▶ [Dataset rows]:
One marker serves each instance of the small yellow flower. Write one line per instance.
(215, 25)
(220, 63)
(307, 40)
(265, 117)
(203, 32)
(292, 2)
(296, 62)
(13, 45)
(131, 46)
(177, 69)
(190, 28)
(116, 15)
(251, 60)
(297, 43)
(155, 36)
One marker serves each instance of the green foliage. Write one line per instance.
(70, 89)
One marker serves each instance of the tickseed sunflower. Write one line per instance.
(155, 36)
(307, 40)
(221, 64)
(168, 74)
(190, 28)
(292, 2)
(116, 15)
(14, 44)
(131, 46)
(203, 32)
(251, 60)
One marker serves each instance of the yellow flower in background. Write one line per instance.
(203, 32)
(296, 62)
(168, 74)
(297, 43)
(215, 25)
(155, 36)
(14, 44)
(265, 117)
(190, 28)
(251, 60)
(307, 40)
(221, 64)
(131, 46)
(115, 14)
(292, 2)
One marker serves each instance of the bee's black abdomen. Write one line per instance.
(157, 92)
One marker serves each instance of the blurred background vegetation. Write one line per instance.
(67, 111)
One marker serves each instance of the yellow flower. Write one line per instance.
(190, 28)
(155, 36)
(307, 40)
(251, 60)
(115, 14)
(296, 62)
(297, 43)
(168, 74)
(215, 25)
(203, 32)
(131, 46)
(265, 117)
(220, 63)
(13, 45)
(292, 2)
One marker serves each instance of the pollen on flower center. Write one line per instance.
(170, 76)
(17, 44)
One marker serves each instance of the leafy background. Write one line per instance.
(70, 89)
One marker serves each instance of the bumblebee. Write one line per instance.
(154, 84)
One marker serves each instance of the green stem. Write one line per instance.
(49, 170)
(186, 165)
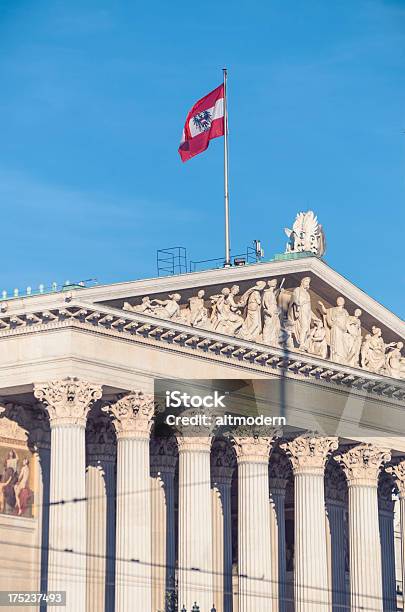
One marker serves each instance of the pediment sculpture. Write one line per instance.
(270, 314)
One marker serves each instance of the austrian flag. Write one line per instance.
(204, 122)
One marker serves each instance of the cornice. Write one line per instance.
(135, 327)
(305, 265)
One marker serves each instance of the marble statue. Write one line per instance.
(196, 314)
(283, 318)
(252, 300)
(335, 321)
(226, 317)
(317, 344)
(271, 314)
(300, 313)
(168, 309)
(354, 338)
(306, 235)
(394, 362)
(145, 307)
(373, 351)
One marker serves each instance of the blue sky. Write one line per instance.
(93, 97)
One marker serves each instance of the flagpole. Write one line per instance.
(227, 262)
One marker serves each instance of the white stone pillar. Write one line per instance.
(132, 417)
(398, 471)
(163, 465)
(68, 402)
(100, 496)
(256, 593)
(222, 467)
(336, 509)
(195, 523)
(308, 454)
(278, 477)
(361, 465)
(386, 520)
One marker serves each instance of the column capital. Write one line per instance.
(308, 452)
(398, 472)
(193, 443)
(254, 447)
(132, 415)
(163, 455)
(362, 464)
(67, 400)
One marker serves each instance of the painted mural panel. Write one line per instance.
(16, 480)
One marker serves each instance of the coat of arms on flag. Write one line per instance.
(204, 122)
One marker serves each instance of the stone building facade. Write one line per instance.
(96, 502)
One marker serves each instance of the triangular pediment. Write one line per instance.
(287, 313)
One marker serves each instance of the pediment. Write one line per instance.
(284, 313)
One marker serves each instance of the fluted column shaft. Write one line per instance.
(133, 545)
(100, 495)
(132, 418)
(336, 541)
(308, 454)
(386, 519)
(398, 471)
(277, 536)
(361, 465)
(222, 542)
(256, 593)
(195, 523)
(67, 402)
(163, 463)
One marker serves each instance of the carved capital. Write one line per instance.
(398, 472)
(163, 455)
(254, 448)
(362, 464)
(200, 444)
(67, 400)
(132, 415)
(308, 453)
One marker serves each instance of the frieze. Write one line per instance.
(153, 331)
(267, 313)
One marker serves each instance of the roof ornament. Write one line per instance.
(306, 235)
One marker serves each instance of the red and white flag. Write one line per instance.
(204, 122)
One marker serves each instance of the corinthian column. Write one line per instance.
(278, 474)
(195, 522)
(398, 471)
(308, 454)
(386, 518)
(336, 509)
(132, 417)
(222, 467)
(67, 402)
(100, 495)
(163, 465)
(256, 592)
(362, 465)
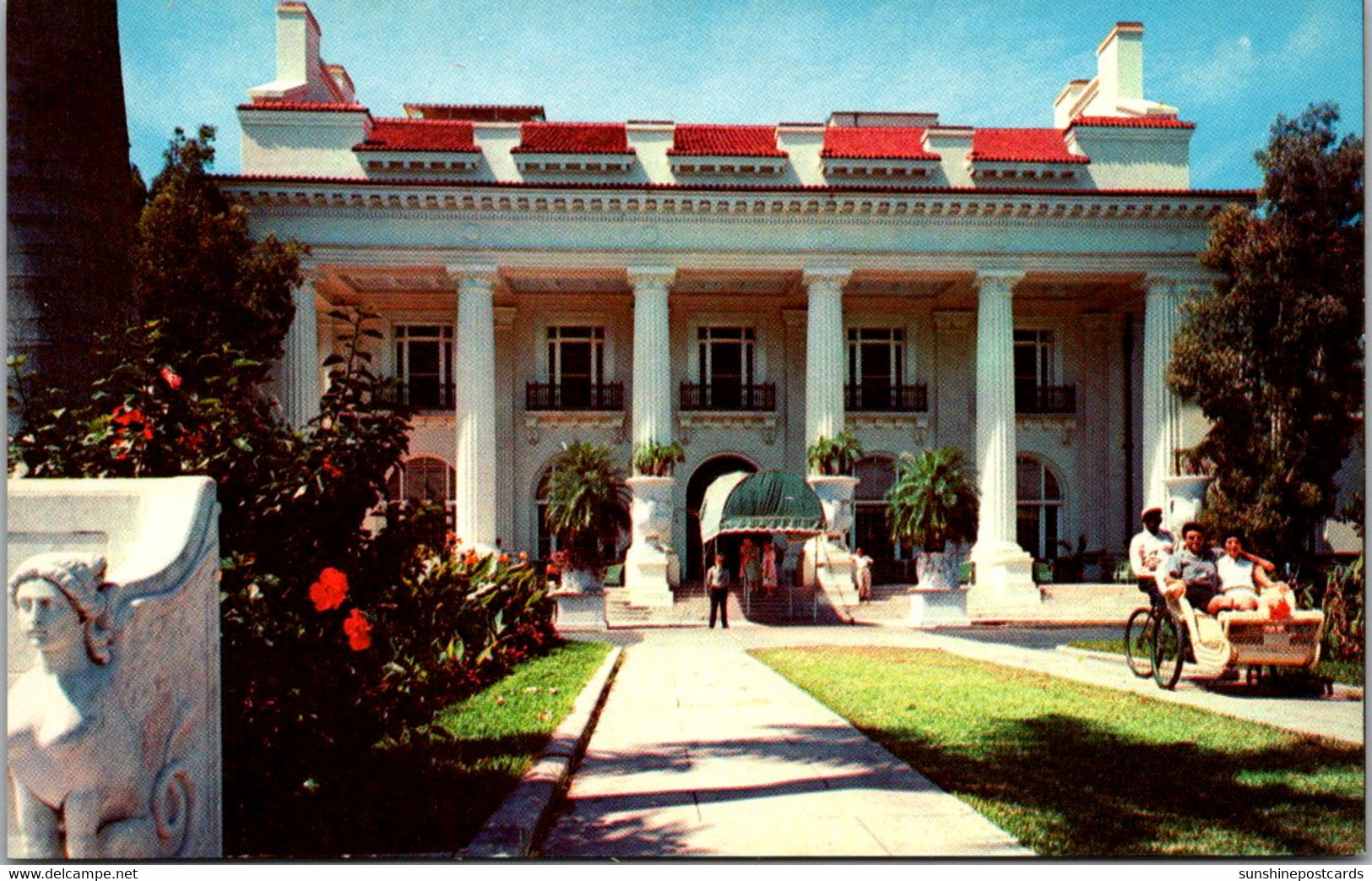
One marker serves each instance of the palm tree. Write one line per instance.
(933, 500)
(588, 501)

▶ [Your goal]:
Write out word for word every line from the line with "One marker serves each instance of the blue" through the final line of the records, both included, skipping the pictures.

▶ [Task answer]:
One marker serves each instance of the blue sky. Write one line per instance.
(93, 97)
One marker serves each instance of the flagpole. Write one line per instance.
(227, 262)
One marker serves each instance of the white stone pillar. Write one line per instance.
(132, 417)
(398, 471)
(163, 465)
(68, 402)
(100, 496)
(256, 593)
(222, 467)
(336, 509)
(195, 523)
(308, 454)
(278, 477)
(361, 465)
(386, 520)
One marker serves each instance of the column capital. Write one line per instance.
(308, 452)
(398, 472)
(193, 443)
(254, 447)
(132, 415)
(163, 455)
(362, 464)
(67, 400)
One marker serves each instance of the painted mural panel. Write one line per instance.
(16, 480)
One marker serves each instance of the coat of arms on flag. Write one line per instance.
(204, 122)
One marker serves each instance of the stone building facade. Write one line per instance.
(96, 502)
One marker serves each instance of the triangular pediment. Write one line per instance.
(287, 313)
One marker serves each instance of the pediment. Write one line per instance.
(284, 313)
One marker serves each instance of the fluted column shaft. Write one line per instance.
(133, 545)
(100, 495)
(132, 418)
(336, 541)
(308, 454)
(386, 519)
(398, 471)
(277, 536)
(361, 465)
(222, 542)
(256, 593)
(195, 523)
(67, 402)
(163, 463)
One marker serves each instance of the carved capital. Write one line per instance.
(398, 472)
(163, 455)
(254, 448)
(362, 464)
(200, 444)
(67, 400)
(132, 415)
(308, 453)
One marker serves each instance of the frieze. Write one line per instance.
(153, 331)
(267, 313)
One marker serves each instance of the roof ornament. Write one line per instance.
(306, 235)
One marker serves each instance of the red and white flag. Write one line per instance.
(204, 122)
One marker serves each instance of the corinthian column. Write one line per instance.
(278, 474)
(195, 522)
(398, 471)
(308, 454)
(386, 518)
(336, 509)
(132, 417)
(222, 467)
(67, 402)
(100, 495)
(163, 465)
(256, 592)
(362, 465)
One marker serves each instance of the palm tree. Write one line per instance.
(933, 500)
(588, 501)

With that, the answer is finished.